PROBLEM REQUIREMENTS >> Each line from the one that has "Formation-chart tagging: label the chamomile" through the end of the entries below must be written out exactly; leave out all other lines.
****
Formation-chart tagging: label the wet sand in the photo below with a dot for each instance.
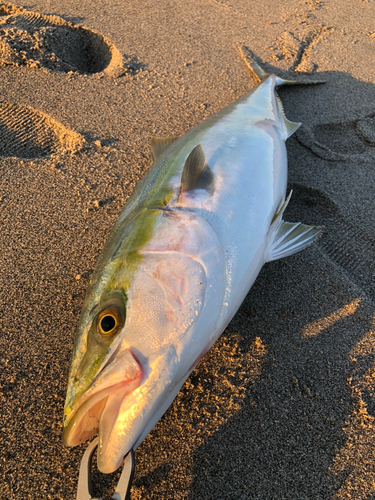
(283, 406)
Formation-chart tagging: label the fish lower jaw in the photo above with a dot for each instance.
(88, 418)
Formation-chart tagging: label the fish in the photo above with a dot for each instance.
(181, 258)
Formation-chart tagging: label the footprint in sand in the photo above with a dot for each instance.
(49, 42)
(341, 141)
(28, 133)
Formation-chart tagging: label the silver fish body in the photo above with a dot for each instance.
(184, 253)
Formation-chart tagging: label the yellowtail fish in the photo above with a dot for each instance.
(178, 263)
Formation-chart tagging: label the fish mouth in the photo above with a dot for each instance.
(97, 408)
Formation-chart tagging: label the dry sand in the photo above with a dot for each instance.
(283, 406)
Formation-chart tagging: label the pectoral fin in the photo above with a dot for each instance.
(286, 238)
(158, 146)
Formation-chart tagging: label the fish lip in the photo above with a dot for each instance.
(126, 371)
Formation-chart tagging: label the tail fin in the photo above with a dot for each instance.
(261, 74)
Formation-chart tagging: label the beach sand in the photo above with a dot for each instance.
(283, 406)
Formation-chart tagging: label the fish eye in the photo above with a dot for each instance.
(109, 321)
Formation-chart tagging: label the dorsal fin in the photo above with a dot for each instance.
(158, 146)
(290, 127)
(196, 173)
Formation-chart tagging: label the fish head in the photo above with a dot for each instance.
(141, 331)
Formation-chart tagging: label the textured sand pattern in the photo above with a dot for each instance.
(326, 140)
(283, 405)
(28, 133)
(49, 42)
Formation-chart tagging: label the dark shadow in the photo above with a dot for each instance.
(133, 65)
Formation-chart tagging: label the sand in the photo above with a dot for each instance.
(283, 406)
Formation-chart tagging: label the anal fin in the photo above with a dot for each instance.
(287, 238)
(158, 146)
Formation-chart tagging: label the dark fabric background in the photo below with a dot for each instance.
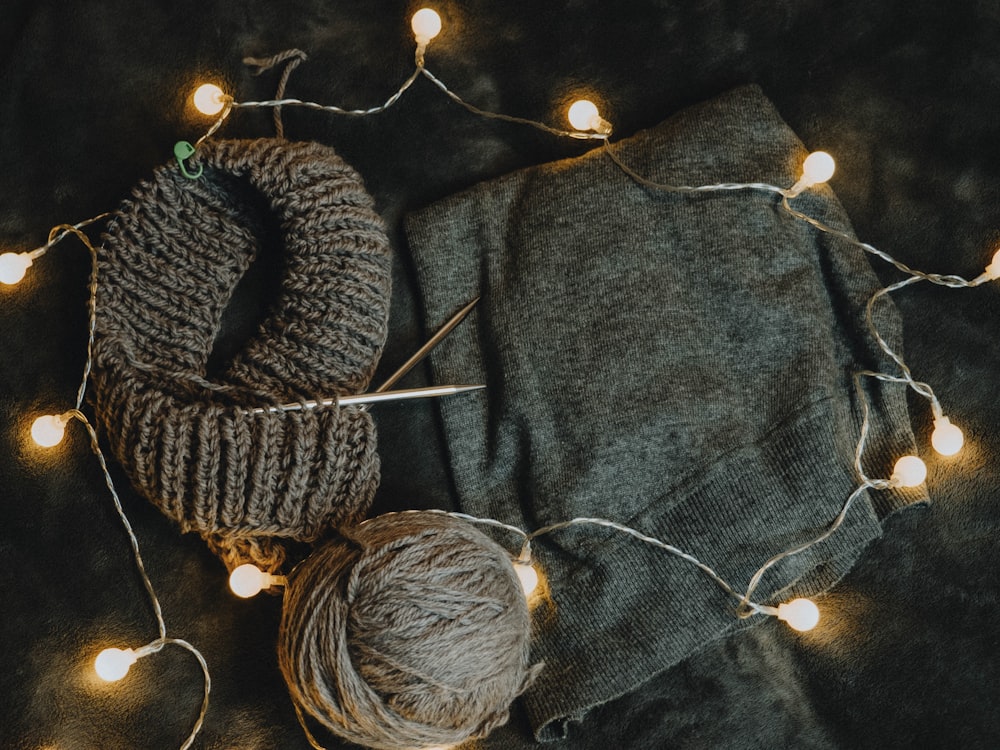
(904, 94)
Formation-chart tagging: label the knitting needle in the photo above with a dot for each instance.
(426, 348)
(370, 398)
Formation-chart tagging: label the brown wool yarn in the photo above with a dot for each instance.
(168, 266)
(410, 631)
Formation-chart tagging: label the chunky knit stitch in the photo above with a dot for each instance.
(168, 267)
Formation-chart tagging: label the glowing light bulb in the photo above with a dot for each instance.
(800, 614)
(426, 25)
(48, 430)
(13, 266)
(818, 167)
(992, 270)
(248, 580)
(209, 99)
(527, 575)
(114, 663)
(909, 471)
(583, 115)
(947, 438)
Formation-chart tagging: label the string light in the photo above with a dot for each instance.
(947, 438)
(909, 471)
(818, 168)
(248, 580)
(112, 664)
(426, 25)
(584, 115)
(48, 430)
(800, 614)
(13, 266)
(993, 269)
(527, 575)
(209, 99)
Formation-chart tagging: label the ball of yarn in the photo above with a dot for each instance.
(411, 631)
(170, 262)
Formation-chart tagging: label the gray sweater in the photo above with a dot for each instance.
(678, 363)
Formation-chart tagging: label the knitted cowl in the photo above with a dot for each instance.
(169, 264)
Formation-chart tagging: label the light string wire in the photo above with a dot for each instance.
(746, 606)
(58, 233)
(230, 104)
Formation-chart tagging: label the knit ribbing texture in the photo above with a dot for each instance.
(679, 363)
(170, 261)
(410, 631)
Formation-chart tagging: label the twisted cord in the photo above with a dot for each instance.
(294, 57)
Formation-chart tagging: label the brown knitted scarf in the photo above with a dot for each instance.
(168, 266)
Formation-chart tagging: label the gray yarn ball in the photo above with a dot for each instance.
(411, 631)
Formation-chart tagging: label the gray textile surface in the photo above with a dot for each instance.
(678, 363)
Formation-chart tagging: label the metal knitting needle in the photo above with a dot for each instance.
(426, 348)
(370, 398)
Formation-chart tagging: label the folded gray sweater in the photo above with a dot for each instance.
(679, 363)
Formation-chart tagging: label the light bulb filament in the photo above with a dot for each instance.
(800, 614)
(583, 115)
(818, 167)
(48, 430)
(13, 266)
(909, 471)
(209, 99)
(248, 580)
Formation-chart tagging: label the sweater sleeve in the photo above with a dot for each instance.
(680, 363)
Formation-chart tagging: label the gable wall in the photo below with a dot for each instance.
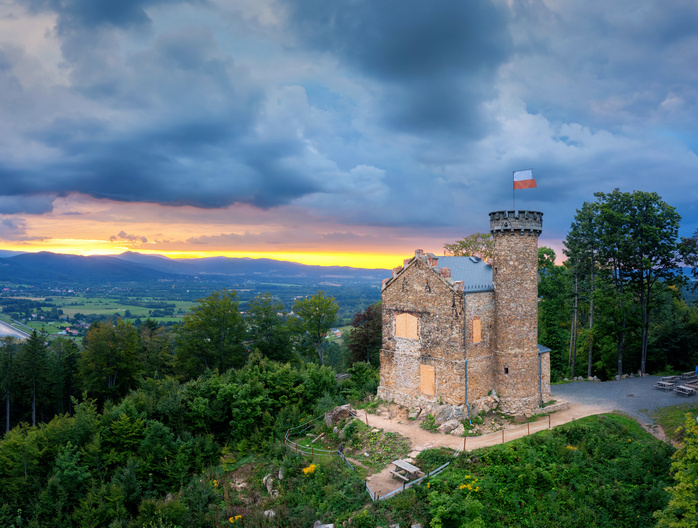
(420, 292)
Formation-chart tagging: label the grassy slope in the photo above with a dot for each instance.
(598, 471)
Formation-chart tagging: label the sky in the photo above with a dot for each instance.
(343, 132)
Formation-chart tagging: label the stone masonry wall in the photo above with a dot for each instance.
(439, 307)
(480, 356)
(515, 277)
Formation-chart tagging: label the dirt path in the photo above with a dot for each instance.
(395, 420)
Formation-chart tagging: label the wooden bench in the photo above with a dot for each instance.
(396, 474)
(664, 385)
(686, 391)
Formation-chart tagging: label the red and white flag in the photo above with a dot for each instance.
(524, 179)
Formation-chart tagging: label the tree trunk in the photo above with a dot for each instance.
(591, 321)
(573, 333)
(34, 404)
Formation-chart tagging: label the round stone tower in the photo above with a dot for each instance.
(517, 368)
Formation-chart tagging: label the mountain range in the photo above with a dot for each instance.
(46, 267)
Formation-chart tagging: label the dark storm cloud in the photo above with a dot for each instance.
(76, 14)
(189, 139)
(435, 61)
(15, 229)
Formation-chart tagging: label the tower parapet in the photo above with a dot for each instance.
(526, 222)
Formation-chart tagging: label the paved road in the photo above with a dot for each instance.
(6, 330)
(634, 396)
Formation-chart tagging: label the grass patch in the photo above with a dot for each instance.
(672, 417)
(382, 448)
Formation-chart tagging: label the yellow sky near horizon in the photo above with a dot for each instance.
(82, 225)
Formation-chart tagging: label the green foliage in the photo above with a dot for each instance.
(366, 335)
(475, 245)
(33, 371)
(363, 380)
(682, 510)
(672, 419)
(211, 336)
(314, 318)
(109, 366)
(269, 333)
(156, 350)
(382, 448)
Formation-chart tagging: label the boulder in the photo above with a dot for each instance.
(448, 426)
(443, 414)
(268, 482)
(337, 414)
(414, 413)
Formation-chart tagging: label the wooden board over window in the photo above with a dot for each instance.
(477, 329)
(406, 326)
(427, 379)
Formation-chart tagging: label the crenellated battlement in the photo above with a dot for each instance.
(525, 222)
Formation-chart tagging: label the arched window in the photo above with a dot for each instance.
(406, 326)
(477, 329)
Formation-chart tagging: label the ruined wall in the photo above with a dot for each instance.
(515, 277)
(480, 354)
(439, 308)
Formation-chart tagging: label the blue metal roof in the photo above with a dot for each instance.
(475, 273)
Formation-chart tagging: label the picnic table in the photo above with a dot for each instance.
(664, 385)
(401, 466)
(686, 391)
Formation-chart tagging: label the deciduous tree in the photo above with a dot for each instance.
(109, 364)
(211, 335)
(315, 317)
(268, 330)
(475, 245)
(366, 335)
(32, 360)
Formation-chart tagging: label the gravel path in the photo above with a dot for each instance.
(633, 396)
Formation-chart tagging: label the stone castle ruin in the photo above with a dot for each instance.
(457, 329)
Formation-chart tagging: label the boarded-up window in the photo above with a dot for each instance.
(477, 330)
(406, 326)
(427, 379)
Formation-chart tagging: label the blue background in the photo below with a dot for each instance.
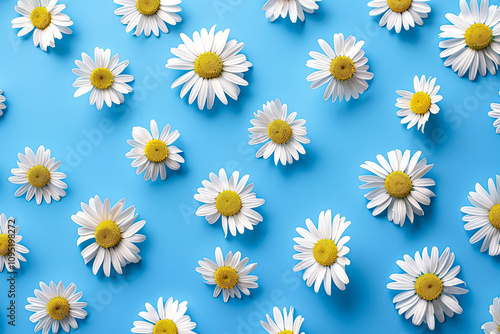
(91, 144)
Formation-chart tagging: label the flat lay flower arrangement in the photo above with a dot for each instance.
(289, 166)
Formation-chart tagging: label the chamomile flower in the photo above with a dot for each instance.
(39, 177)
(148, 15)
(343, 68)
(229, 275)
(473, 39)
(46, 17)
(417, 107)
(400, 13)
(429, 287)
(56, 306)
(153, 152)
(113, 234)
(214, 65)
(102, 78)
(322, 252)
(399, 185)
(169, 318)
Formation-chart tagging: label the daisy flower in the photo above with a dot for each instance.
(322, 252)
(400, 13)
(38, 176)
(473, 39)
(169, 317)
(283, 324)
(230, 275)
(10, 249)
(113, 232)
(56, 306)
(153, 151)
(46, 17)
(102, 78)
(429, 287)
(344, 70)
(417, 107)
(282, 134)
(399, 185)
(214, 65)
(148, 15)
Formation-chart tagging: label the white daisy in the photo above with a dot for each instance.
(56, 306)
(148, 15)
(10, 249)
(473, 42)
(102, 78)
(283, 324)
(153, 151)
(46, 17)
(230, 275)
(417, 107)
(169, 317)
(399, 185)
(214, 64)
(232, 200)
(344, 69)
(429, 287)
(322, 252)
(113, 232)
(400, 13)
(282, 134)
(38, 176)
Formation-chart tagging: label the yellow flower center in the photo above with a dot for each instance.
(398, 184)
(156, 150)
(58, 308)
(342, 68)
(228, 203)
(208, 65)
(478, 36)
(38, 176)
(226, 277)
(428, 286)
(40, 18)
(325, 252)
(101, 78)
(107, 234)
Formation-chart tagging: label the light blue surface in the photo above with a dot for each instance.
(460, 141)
****
ANSWER TO THE EXERCISE >>
Formation-chart tagging: label the chamomile flower in the photo above with a dot for each instance.
(39, 177)
(148, 15)
(343, 68)
(229, 275)
(473, 39)
(46, 17)
(417, 107)
(400, 13)
(429, 287)
(56, 306)
(153, 152)
(113, 234)
(214, 65)
(102, 78)
(322, 252)
(399, 185)
(169, 318)
Formation-chart tagging: label the daisy flower in the photo above with a dot for each instance.
(322, 252)
(400, 13)
(38, 176)
(473, 39)
(169, 317)
(283, 324)
(230, 275)
(10, 249)
(113, 232)
(56, 306)
(153, 151)
(46, 17)
(102, 78)
(429, 287)
(344, 70)
(417, 107)
(282, 134)
(399, 185)
(214, 65)
(148, 15)
Formation-chart tagging: label the white daisy in the photo above with a dot for each instance.
(56, 306)
(148, 15)
(10, 249)
(473, 42)
(102, 78)
(283, 324)
(153, 151)
(46, 17)
(230, 275)
(417, 107)
(169, 317)
(399, 185)
(214, 64)
(232, 200)
(344, 69)
(429, 287)
(322, 252)
(113, 232)
(400, 13)
(282, 134)
(38, 176)
Formation-chart tagging: label the yellow flower center in the photo above with a dot for each instance.
(398, 184)
(156, 150)
(58, 308)
(342, 68)
(228, 203)
(208, 65)
(478, 36)
(38, 176)
(226, 277)
(428, 286)
(40, 18)
(325, 252)
(101, 78)
(107, 234)
Formation-chart tagging: label the light blue surface in the photo above with a dot for each instance.
(460, 141)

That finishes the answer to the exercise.